* **WHAT YOU ARE ASKED TO DO**
All the entries that follow are to be returned exactly.

(Stored data entries)

▼

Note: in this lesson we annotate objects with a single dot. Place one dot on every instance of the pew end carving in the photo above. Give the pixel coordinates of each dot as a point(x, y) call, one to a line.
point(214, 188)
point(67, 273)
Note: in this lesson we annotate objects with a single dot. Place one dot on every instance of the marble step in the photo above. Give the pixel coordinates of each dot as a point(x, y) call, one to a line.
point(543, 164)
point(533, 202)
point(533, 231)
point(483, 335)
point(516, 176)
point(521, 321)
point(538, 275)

▲

* **OUTPUT OF THE EXERCISE**
Note: in this lesson we annotate objects with a single dot. Place one dot on every instance of the pew end carving in the photo above. Give the pixel coordinates of each dot as a point(x, y) call, one to a line.
point(214, 188)
point(67, 273)
Note: in this lesson we annotate objects with a single dot. Place one dot on every instance of the marble step in the photo above. Give the pixel coordinates of each dot as a point(x, y) call, one to a line.
point(543, 164)
point(533, 202)
point(533, 231)
point(483, 335)
point(516, 176)
point(521, 321)
point(538, 275)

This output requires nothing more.